* [REQUIRED WORK]:
State how many lines in the entries below contain the string "shirt", matching case exactly, and give only that number.

====== SUPPLIED MATERIAL ======

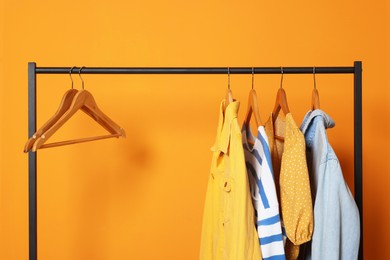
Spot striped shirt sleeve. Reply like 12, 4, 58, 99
243, 126, 285, 260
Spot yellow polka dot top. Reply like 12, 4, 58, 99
265, 113, 313, 259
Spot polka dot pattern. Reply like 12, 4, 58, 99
265, 113, 314, 259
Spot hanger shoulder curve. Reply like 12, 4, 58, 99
244, 89, 263, 129
311, 89, 320, 110
32, 90, 126, 151
225, 89, 233, 109
272, 88, 290, 122
24, 89, 78, 153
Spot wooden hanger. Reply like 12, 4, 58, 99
244, 68, 263, 130
311, 67, 320, 110
32, 69, 126, 152
225, 67, 233, 110
272, 68, 290, 141
272, 68, 290, 122
24, 66, 78, 153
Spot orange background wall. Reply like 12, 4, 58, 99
0, 0, 390, 260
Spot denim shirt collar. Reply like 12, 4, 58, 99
300, 109, 336, 134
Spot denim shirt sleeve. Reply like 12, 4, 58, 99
312, 155, 360, 259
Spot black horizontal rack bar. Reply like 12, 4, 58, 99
28, 61, 363, 260
35, 67, 355, 74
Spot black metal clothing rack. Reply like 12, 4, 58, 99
28, 61, 363, 260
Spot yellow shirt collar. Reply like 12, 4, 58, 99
211, 99, 240, 154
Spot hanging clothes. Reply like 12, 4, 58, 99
265, 113, 313, 259
242, 124, 285, 260
301, 109, 360, 260
200, 101, 262, 260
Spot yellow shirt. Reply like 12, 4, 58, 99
200, 101, 261, 260
265, 113, 313, 260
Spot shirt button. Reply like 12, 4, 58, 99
223, 180, 232, 192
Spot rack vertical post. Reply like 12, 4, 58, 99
28, 62, 38, 260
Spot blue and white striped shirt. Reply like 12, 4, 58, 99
242, 125, 286, 260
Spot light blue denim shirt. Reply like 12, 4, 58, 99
301, 109, 360, 260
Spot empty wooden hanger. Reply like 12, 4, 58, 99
272, 68, 290, 141
311, 67, 320, 110
24, 66, 78, 153
225, 67, 233, 110
32, 67, 126, 152
244, 68, 263, 131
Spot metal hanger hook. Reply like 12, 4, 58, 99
69, 66, 76, 89
280, 67, 284, 88
79, 66, 85, 90
228, 67, 230, 90
252, 67, 255, 89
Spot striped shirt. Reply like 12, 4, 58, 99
242, 125, 286, 260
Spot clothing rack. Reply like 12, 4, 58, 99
28, 61, 363, 260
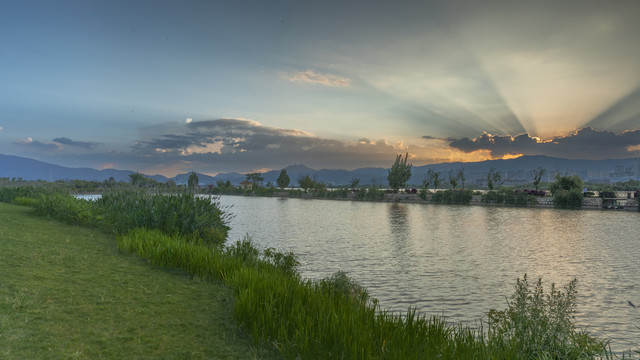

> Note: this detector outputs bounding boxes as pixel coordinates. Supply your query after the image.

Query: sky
[0,0,640,176]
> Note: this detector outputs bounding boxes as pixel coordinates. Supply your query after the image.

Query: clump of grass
[0,185,63,203]
[33,193,95,226]
[96,189,229,245]
[488,275,606,359]
[118,229,607,359]
[0,203,282,360]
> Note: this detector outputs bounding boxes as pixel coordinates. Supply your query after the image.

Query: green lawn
[0,203,280,359]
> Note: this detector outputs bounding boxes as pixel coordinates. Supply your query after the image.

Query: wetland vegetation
[0,181,636,359]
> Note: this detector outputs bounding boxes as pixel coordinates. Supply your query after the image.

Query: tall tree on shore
[187,171,200,190]
[487,168,502,191]
[427,169,440,193]
[456,167,467,190]
[387,153,413,193]
[276,169,291,191]
[246,172,264,188]
[533,167,547,191]
[449,169,458,190]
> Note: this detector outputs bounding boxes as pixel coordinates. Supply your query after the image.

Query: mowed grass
[0,203,280,359]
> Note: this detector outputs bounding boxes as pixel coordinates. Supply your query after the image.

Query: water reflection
[220,196,640,349]
[388,203,414,274]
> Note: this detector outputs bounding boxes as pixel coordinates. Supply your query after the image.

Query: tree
[387,153,413,193]
[247,172,264,187]
[427,169,441,193]
[422,176,432,192]
[487,168,502,191]
[449,169,458,190]
[456,167,467,190]
[298,174,316,192]
[129,172,158,188]
[187,171,199,190]
[533,167,547,191]
[549,175,584,209]
[276,169,291,190]
[349,177,360,190]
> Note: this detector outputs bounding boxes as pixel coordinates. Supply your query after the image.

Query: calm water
[220,196,640,350]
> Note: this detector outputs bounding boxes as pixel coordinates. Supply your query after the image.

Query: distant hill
[0,154,146,181]
[0,154,639,186]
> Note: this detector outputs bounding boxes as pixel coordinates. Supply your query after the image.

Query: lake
[219,196,640,351]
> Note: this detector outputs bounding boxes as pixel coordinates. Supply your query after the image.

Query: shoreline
[221,192,639,212]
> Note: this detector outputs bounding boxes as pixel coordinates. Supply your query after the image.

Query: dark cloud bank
[444,127,640,160]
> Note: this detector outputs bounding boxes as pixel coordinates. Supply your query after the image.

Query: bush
[553,188,583,210]
[96,189,229,246]
[488,275,606,359]
[482,188,544,206]
[33,193,96,226]
[0,185,63,203]
[431,190,473,205]
[13,196,38,207]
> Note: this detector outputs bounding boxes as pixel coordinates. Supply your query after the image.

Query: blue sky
[0,0,640,176]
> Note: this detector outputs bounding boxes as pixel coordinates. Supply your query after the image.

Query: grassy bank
[0,187,624,359]
[0,203,279,359]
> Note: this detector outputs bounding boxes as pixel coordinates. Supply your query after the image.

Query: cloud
[128,119,418,173]
[13,137,62,151]
[449,127,640,159]
[281,70,351,87]
[52,137,100,149]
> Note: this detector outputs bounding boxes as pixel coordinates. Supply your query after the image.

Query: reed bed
[118,229,611,359]
[2,184,611,359]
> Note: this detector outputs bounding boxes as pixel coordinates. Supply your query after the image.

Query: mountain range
[0,154,640,186]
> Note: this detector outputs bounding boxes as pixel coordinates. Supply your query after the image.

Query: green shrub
[96,189,229,245]
[431,190,473,205]
[33,193,96,226]
[488,275,606,359]
[118,229,605,359]
[553,188,583,210]
[13,196,38,207]
[0,185,64,203]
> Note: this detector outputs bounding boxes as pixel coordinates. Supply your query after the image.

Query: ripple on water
[220,196,640,350]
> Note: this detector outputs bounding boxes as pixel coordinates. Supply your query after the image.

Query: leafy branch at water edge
[488,274,606,359]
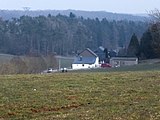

======

* [RESPONSE]:
9